Data supplied:
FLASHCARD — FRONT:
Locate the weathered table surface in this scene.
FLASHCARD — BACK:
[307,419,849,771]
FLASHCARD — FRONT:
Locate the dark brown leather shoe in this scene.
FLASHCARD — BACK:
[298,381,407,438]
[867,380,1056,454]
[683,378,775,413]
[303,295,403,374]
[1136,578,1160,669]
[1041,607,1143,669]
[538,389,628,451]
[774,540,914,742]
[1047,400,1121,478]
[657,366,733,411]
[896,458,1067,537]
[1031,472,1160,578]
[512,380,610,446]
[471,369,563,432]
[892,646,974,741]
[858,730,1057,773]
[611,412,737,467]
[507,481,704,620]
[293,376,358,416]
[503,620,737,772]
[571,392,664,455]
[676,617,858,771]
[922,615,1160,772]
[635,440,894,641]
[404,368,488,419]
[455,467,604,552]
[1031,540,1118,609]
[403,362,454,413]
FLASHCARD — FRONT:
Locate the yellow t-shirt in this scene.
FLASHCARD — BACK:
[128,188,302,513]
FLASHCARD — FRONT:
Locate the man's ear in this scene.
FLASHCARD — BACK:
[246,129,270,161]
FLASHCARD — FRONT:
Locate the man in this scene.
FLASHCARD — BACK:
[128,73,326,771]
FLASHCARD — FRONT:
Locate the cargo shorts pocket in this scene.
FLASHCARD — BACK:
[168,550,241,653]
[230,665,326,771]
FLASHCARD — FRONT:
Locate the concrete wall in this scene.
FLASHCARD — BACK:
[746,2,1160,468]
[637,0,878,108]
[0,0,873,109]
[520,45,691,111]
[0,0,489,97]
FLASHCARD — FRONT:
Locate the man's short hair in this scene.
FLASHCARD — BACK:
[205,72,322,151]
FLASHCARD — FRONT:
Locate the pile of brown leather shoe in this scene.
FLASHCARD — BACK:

Task to complete:
Reproduce the data word for word, starting with its first line and ending with the line that contains "[307,419,849,771]", both included.

Reply:
FLASHCARD — FRONT:
Locate the weathered table surface in this scene.
FLASHCARD — BACK:
[307,419,849,771]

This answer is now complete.